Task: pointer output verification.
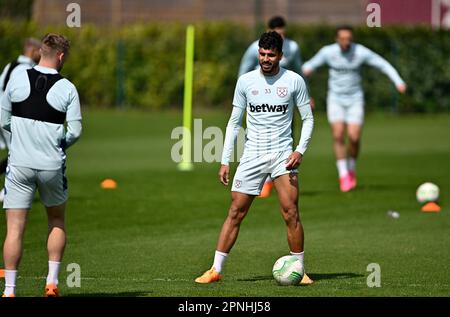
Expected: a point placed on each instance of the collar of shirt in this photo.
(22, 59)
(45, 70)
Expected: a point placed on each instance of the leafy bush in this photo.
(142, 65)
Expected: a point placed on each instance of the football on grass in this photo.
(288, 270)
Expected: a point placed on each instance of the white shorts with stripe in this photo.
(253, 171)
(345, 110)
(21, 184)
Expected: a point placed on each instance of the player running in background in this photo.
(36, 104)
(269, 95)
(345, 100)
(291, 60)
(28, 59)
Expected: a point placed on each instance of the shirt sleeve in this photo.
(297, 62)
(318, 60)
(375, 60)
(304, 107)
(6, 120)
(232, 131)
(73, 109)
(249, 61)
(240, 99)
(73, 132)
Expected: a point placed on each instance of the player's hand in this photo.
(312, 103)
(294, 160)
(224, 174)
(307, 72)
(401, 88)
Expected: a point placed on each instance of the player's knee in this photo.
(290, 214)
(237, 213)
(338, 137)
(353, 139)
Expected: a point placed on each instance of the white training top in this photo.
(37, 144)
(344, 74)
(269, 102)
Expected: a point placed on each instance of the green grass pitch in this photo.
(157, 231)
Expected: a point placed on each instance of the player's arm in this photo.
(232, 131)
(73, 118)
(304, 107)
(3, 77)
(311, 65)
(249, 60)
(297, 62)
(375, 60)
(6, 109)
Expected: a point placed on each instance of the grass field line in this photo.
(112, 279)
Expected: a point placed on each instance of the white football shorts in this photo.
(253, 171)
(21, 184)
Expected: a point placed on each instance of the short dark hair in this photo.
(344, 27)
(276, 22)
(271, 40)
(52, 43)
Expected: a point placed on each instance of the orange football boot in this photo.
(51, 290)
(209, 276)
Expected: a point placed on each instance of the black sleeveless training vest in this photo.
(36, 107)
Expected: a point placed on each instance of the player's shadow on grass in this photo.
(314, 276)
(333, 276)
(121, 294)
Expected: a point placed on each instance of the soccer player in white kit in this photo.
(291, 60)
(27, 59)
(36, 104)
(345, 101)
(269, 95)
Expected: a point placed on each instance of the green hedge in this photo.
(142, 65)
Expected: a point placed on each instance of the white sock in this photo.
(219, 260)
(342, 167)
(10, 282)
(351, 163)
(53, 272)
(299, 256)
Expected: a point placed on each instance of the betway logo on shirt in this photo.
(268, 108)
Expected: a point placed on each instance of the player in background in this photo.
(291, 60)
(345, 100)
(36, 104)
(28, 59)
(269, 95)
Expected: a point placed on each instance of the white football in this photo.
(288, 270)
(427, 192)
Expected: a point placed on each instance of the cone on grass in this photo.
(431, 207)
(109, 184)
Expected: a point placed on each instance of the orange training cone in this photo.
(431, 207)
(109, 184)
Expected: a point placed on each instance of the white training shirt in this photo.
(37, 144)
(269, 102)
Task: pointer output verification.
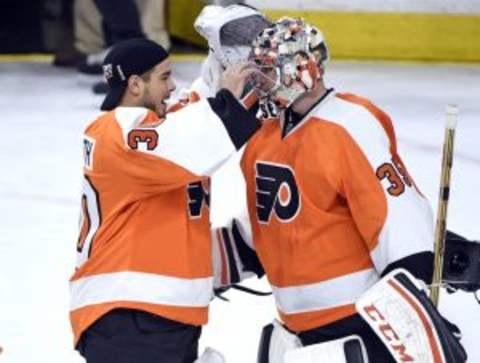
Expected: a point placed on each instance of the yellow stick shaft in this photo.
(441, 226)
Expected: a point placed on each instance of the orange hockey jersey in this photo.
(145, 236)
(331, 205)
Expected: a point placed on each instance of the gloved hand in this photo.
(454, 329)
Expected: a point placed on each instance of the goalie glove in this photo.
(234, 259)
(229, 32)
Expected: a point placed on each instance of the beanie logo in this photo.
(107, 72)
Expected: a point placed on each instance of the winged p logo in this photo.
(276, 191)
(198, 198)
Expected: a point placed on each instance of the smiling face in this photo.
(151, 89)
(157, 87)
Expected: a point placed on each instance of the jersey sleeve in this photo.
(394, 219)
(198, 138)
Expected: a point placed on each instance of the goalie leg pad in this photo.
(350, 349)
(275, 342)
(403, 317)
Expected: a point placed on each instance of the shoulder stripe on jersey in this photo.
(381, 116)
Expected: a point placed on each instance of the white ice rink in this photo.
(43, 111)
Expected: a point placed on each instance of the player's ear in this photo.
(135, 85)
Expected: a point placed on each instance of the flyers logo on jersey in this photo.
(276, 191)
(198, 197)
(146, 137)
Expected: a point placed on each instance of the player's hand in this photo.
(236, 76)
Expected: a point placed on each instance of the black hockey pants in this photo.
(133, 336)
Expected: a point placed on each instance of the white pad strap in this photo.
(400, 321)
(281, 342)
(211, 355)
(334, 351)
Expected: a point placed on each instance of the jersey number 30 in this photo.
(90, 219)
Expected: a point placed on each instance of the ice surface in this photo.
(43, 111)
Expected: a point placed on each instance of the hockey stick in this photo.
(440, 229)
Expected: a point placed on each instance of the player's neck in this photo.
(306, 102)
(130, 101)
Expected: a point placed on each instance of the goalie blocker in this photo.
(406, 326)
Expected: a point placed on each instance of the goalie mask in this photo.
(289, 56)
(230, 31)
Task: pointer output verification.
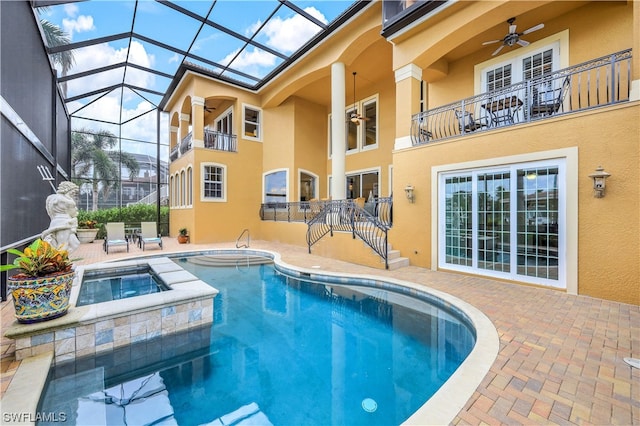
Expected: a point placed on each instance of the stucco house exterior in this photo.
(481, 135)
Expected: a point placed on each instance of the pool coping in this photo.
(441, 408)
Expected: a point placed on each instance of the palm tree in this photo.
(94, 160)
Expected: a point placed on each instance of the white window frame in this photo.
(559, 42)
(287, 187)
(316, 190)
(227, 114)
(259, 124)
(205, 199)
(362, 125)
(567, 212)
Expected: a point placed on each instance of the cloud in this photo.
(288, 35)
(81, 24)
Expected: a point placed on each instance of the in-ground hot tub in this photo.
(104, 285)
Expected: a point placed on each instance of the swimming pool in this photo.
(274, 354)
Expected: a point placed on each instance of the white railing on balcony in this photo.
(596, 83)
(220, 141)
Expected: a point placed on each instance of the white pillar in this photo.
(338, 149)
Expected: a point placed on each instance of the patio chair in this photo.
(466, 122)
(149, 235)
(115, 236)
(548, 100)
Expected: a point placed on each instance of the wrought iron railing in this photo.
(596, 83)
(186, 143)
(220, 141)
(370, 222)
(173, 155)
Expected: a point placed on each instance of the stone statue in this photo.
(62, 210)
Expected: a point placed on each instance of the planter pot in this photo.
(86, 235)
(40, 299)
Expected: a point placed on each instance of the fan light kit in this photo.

==========

* Exercise goal
Put the lines of the records above into a numbered list, starting with the line that contains "Expected: a point placed on each instance of the patio" and running through the last line, inclusive. Leave out any blank lines.

* Solved exercise
1. Expected: a point placed on each instance of the patio chair in this photo.
2. (466, 122)
3. (149, 235)
4. (115, 236)
5. (548, 100)
6. Expected: a point placed on each instance of the wrought iron railing in this photo.
7. (596, 83)
8. (186, 143)
9. (220, 141)
10. (370, 222)
11. (173, 155)
12. Expected: a point placed on each instance of the stone statue in this photo.
13. (62, 210)
14. Expected: a point placed on each instance of the planter pot in this photo.
15. (86, 235)
16. (40, 299)
17. Expected: a point placed on each instance of the fan light kit in this photo.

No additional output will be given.